» TASK STATEMENT
Copy the Camino e-mail from "I felt such" up to and including "bend without screaming.", and swap every "titanium" for "aluminum".

» TEXT UNDER STUDY

=== Begin Enclosure ===

Notes from Camino: June 19, 2011

E-MAIL, June 19, 2011

Hello again, everybody!

We´re here!
And yet not done...

I´m at a ciber cafe in Santiago, Spain, down the street from the Cathedral where Saint James´s dust is honored by the selling of every possible kind of knicknack known to humanity...

We´re staying at the Seminario Major across from the Cathedral, and this morning I saw that the hotel´s cleaning crew had gathered a pile of pilgrim detritus----sleeping bags, shoes, and the like, left behind when pilgrims checked out to go home...

I felt such a pang seeing a lovely hickory walking pole sticking out of a black plastic trash bag, I pulled it out and took it back to our little room (these are basically cells, formerly occupied by young men studying to be priests...). I will offer it to the friends friends from Sweden and Finland who we are meeting tonight to walk on to Finisterre tomorrow, in case any of them wants to walk with it.

I´ve been walking with two hiking sticks myself (well... titanium poles) and they help immmensely to bear the burden-- my triceps are bulging from helping take the weight off my knees, and my knees can still bend without screaming.

It´s odd to be here.

=== End Enclosure ===

» Extracted data entries
=== Begin Enclosure ===

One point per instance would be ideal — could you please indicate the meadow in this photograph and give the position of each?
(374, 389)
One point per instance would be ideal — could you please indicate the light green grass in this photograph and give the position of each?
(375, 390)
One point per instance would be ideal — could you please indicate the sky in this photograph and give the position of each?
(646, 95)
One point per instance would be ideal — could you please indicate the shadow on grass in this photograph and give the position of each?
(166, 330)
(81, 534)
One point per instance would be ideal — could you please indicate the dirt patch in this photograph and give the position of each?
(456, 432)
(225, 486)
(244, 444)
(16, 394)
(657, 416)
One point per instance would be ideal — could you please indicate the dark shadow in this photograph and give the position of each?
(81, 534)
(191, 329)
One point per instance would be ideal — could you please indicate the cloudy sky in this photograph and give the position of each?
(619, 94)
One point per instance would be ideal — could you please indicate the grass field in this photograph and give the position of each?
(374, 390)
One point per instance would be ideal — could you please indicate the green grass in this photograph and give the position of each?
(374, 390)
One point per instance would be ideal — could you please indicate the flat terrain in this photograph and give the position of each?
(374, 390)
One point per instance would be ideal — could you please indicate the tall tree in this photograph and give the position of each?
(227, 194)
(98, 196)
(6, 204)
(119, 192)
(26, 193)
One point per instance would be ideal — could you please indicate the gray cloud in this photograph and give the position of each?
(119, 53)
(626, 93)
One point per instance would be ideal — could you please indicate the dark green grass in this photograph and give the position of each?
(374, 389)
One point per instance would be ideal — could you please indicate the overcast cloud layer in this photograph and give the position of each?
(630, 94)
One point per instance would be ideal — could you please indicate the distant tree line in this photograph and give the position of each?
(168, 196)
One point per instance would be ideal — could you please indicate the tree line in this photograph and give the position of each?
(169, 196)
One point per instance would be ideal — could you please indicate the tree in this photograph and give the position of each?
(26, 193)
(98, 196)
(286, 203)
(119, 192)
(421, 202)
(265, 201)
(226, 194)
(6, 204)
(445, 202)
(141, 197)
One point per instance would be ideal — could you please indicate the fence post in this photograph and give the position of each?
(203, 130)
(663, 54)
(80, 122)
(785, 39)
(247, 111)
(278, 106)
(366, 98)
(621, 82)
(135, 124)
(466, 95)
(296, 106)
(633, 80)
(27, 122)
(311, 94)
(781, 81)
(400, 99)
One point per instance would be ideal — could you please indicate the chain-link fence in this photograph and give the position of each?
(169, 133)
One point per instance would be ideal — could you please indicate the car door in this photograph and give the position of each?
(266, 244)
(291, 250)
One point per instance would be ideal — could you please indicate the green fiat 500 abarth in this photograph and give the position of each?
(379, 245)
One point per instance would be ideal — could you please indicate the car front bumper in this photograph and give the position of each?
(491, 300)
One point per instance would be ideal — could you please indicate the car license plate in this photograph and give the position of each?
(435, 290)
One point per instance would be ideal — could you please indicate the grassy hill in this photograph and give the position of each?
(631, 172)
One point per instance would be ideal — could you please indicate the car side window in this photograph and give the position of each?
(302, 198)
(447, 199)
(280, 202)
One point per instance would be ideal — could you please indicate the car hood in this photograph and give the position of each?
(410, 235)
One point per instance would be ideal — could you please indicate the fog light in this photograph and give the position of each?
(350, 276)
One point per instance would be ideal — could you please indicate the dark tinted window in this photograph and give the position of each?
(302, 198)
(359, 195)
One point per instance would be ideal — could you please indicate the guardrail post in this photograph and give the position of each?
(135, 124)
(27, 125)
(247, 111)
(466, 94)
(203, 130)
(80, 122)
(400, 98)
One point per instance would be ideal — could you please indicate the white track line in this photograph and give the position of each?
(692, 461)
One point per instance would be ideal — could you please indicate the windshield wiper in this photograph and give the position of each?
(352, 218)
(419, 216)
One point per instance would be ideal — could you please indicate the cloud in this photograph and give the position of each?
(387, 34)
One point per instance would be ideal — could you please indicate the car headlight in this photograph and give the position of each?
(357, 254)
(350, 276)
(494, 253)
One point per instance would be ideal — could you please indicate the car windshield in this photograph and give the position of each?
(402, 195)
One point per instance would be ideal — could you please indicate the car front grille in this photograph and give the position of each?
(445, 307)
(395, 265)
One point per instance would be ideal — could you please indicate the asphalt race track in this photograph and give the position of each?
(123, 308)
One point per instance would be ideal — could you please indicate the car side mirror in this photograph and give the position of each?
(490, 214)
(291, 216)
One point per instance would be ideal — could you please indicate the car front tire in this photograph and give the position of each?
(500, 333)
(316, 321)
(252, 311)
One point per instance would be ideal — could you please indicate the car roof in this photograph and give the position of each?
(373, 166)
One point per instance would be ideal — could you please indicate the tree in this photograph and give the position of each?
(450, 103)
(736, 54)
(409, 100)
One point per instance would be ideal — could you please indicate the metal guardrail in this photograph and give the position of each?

=== End Enclosure ===

» REPLY TO THE TASK
I felt such a pang seeing a lovely hickory walking pole sticking out of a black plastic trash bag, I pulled it out and took it back to our little room (these are basically cells, formerly occupied by young men studying to be priests...). I will offer it to the friends friends from Sweden and Finland who we are meeting tonight to walk on to Finisterre tomorrow, in case any of them wants to walk with it.

I´ve been walking with two hiking sticks myself (well... aluminum poles) and they help immmensely to bear the burden-- my triceps are bulging from helping take the weight off my knees, and my knees can still bend without screaming.